Leave out the pictures, then reproduce the rest of the material exactly.

* begin SUPPLIED MATERIAL *

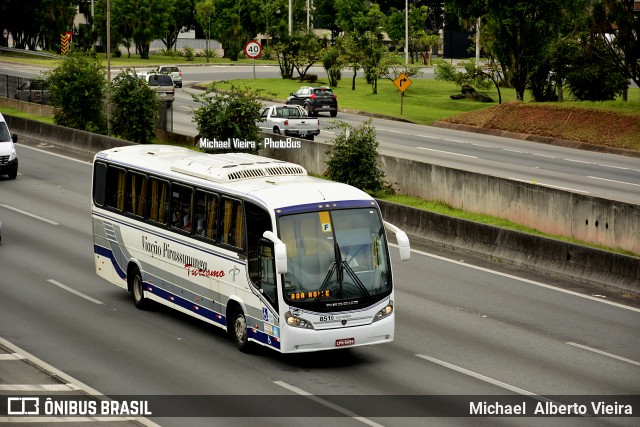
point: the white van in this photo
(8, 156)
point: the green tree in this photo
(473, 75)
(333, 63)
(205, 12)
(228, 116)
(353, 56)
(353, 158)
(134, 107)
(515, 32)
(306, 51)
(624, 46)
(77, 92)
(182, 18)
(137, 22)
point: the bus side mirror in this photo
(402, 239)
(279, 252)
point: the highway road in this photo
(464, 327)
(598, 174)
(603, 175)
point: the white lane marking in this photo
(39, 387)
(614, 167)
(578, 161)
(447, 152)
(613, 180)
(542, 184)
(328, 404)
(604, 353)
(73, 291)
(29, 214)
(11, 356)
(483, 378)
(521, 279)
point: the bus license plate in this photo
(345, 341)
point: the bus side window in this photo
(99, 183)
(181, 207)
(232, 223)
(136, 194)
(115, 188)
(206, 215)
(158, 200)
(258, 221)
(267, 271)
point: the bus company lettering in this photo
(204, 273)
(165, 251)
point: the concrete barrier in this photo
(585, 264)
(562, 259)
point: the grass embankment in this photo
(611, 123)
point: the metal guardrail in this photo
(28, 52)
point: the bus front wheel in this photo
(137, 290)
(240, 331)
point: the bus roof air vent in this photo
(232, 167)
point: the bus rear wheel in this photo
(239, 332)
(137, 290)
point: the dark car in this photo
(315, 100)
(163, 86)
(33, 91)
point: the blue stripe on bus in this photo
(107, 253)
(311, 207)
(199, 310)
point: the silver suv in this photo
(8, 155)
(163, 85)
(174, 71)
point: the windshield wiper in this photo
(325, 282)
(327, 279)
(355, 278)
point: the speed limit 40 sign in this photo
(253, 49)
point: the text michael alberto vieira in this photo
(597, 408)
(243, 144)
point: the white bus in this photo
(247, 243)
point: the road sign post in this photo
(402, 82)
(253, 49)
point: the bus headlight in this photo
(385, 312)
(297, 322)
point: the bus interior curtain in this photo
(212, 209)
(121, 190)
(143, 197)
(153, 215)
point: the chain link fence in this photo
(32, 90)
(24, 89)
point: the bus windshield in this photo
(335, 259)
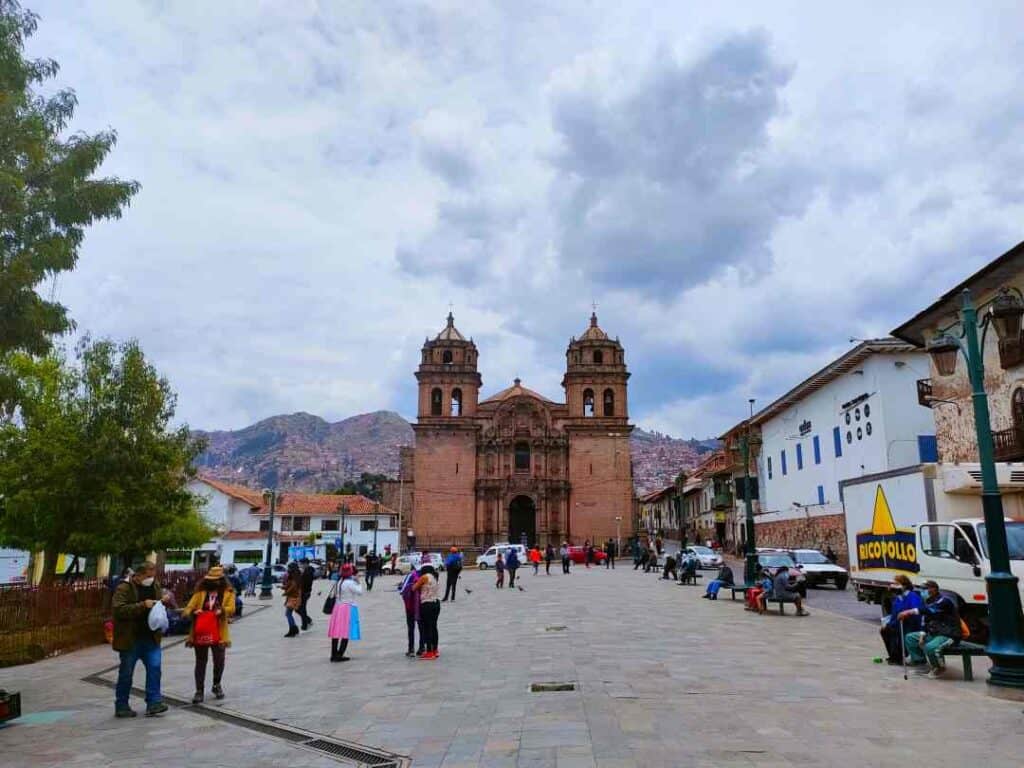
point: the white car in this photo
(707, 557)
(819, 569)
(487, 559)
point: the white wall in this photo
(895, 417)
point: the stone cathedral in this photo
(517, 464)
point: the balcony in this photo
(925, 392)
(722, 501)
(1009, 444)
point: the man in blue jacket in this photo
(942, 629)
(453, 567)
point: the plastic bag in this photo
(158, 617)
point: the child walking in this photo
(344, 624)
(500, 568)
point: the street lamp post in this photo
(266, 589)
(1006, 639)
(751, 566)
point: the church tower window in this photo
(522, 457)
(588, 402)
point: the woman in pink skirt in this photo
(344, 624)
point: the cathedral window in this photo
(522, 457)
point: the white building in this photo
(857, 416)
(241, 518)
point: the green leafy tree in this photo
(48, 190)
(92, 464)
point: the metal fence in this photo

* end SUPPLIED MATERIAL *

» FINAL RESULT
point: the white van in this photo
(8, 156)
point: the green tree in this photo
(473, 75)
(333, 63)
(205, 12)
(228, 116)
(353, 56)
(353, 158)
(134, 107)
(515, 32)
(306, 51)
(624, 46)
(77, 92)
(182, 18)
(137, 22)
point: the bus side mirror in this photo
(402, 239)
(279, 252)
point: the highway road in this photo
(464, 327)
(598, 174)
(603, 175)
point: the white lane marking in this photo
(39, 387)
(614, 167)
(578, 161)
(447, 152)
(613, 180)
(542, 184)
(328, 404)
(604, 353)
(73, 291)
(29, 214)
(11, 356)
(483, 378)
(521, 279)
point: the bus license plate in this photo
(345, 341)
point: the bus side window in this photo
(99, 183)
(181, 207)
(232, 223)
(136, 194)
(115, 188)
(206, 215)
(158, 200)
(258, 221)
(267, 271)
point: the bus company lettering in this photo
(204, 273)
(165, 251)
point: the concrete barrier in this photo
(585, 264)
(562, 259)
point: the grass embankment in this photo
(611, 123)
point: the metal guardrail in this photo
(28, 52)
point: the bus front wheel in this photo
(137, 290)
(240, 331)
point: the bus roof air vent in this photo
(232, 167)
point: the bus rear wheel in this photo
(239, 332)
(137, 290)
point: the dark car in this photo
(315, 100)
(163, 86)
(33, 91)
point: the blue stripe on bus in this photo
(107, 253)
(311, 207)
(199, 310)
point: the silver suv in this photo
(8, 155)
(163, 85)
(174, 71)
point: the windshield wiper in this photo
(325, 282)
(327, 279)
(355, 278)
point: the speed limit 40 sign in this photo
(253, 49)
point: the text michael alberto vieira in this photo
(597, 408)
(243, 144)
point: the white bus in this photo
(247, 243)
point: the road sign post in this photo
(402, 82)
(253, 49)
point: the bus headlight in this photo
(385, 312)
(297, 322)
point: the bus interior curtain in this photo
(212, 209)
(121, 190)
(143, 197)
(153, 215)
point: the chain link fence in this photo
(32, 90)
(24, 89)
point: the bus windshield in this photo
(335, 259)
point: the white car in this photo
(707, 557)
(819, 569)
(487, 559)
point: the white wall in this photo
(895, 417)
point: the stone cathedral in this photo
(517, 464)
point: the balcony in this photo
(925, 392)
(722, 501)
(1009, 444)
point: the man in blue jacket in this photo
(942, 629)
(453, 567)
point: the plastic bag in this photo
(158, 617)
point: the child walking in this photo
(344, 624)
(500, 568)
point: the street lamp post in this photo
(266, 589)
(1006, 639)
(751, 566)
point: the church tower window in this photo
(522, 457)
(588, 402)
point: the woman in pink skirt in this photo
(344, 624)
point: the cathedral window in this photo
(522, 457)
point: the white building in this photo
(857, 416)
(241, 518)
point: the green leafy tree in this photo
(48, 190)
(92, 464)
point: the metal fence in this photo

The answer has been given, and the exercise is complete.